EXCERPT: Begin

Former Chancellors Charles LeMaistre and Hans Mark were given the honorific title Chancellors Emeritus by the University of Texas System Board of Regents Thursday.
Only two other chancellors, Harry Huntt Ransom (1961-71) and E. Don Walker (1978-84), have been named Chancellor Emeritus.
“Charles LeMaistre and Hans Mark were visionary chancellors who expanded the UT System into new directions that greatly benefited higher education and the people of Texas,” said current Chancellor Francisco G. Cigarroa, M.D. “They were unique, with exceptional careers in their respective fields of medicine and aerospace engineering before bringing their impressive talents to the UT System. I am enormously proud to be a part of the long and distinguished history of chancellors that includes these two remarkable leaders.”
Charles LeMaistre is a physician and professor of internal medicine who served as the fourth UT System chancellor, from 1971-78. Under his leadership, the UT System expanded to include new health science centers in Houston and San Antonio and new universities in Dallas, Permian Basin and San Antonio.
Before joining the UT System as vice chancellor for health affairs in 1966, LeMaistre served as associate dean and professor of internal medicine at UT Southwestern Medical School. He had received his medical degree from Cornell University Medical College and later served as chairman of the Department of Preventive Medicine and Community Health at Emory University School of Medicine in Atlanta.
LeMaistre has devoted much of his professional career to cancer prevention and smoking control. He served on the first U.S. Surgeon General’s Advisory Committee on Smoking and Health in 1964, and later as the national president of the American Cancer Society. He was president of UT MD Anderson Cancer Center from 1978 to 1996 and holds the title President Emeritus.
Among his numerous awards and recognitions, Charles LeMaistre received the President’s Award from the American Lung Association in 1987 and the Distinguished Service Award from the American Medical Association in 1995.
Hans Mark is a physicist and retired professor of aerospace engineering who served as the sixth chancellor of the University of Texas System from 1984 to 1992. He led the UT System to international prominence in engineering and science, and played a prominent role in bringing the high-tech industry to Austin and Central Texas, including MCC (Microelectronics and Computer Technology Corporation) and SEMATECH (Semiconductor Manufacturing Technology).
As chancellor, he presided over a major increase in federal and private funding for UT System institutions and was instrumental in bringing Pan American University into the UT System, which has provided greater opportunities for higher education in the Rio Grande Valley.

EXCERPT: End

• TASK INSTRUCTIONS
A) Condense the paragraph of the news release on the two chancellors emeritus that begins "Before joining the UT System" into a short bulleted list that keeps its main facts.
B) Reproduce the chancellors emeritus news release between "LeMaistre has devoted" and "Association in 1995.", inclusive, changing "smoking control" to "tobacco control".
C) Extend the news release on the UT System's new chancellors emeritus, beginning right after its last sentence.

EXCERPTED DATA: Begin

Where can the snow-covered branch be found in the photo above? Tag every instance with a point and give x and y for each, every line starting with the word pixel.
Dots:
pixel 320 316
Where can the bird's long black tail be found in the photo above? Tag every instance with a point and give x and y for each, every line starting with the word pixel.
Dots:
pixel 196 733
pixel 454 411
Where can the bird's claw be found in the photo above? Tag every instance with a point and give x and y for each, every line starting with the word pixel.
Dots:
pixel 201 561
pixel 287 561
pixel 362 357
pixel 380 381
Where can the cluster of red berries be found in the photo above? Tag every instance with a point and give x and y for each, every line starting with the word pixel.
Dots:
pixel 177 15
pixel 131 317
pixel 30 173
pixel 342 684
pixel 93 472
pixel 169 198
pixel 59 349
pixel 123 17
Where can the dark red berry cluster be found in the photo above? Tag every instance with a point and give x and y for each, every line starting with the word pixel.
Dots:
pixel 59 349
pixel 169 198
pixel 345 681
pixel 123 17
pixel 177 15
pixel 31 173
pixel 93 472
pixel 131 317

EXCERPTED DATA: End
EXCERPTED DATA: Begin

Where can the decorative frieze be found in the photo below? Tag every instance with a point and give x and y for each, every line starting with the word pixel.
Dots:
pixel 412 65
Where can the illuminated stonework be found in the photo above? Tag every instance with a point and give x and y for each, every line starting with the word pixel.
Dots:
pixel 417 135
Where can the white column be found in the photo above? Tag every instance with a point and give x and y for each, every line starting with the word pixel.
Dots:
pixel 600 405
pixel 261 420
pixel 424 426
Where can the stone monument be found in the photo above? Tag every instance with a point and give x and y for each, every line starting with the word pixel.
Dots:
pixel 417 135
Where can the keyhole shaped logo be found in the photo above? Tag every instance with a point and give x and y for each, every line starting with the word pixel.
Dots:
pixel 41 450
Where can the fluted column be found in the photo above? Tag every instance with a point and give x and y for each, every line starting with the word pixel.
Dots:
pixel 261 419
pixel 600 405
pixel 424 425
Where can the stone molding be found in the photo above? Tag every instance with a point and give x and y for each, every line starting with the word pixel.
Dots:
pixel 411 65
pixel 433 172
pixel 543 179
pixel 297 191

EXCERPTED DATA: End
EXCERPTED DATA: Begin

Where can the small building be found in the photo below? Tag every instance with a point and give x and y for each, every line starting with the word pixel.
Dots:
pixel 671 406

EXCERPTED DATA: End

• SOLVED PROBLEMS
A)
- Joined the UT System in 1966 as vice chancellor for health affairs
- Before that, served as associate dean and professor of internal medicine at UT Southwestern Medical School
- Earned his medical degree at Cornell University Medical College
- Later chaired the Department of Preventive Medicine and Community Health at Emory University School of Medicine in Atlanta

B)
LeMaistre has devoted much of his professional career to cancer prevention and tobacco control. He served on the first U.S. Surgeon General’s Advisory Committee on Smoking and Health in 1964, and later as the national president of the American Cancer Society. He was president of UT MD Anderson Cancer Center from 1978 to 1996 and holds the title President Emeritus.
Among his numerous awards and recognitions, Charles LeMaistre received the President’s Award from the American Lung Association in 1987 and the Distinguished Service Award from the American Medical Association in 1995.

C)
Prior to his chancellorship, Mark served as deputy administrator of NASA, where he assisted in developing the space station and oversaw 14 space shuttle flights. He taught at a several prestigious universities, including MIT, UC Berkeley and Stanford, and he also served as Secretary of the U.S. Air Force.
He has received a number of awards and accolades for his teaching and service, including the Distinguished Service Medal from NASA and the U.S. Navy’s Distinguished Public Service Award, the highest civilian honor, for his more than 50 years of military research. He is a fellow of the American Institute of Aeronautics and Astronautics and the American Society of Engineering Education, among other prestigious memberships.
Hans Mark retired recently as the John J. McKetta Centennial Energy Chair in Engineering at UT Austin after teaching there for 23 years.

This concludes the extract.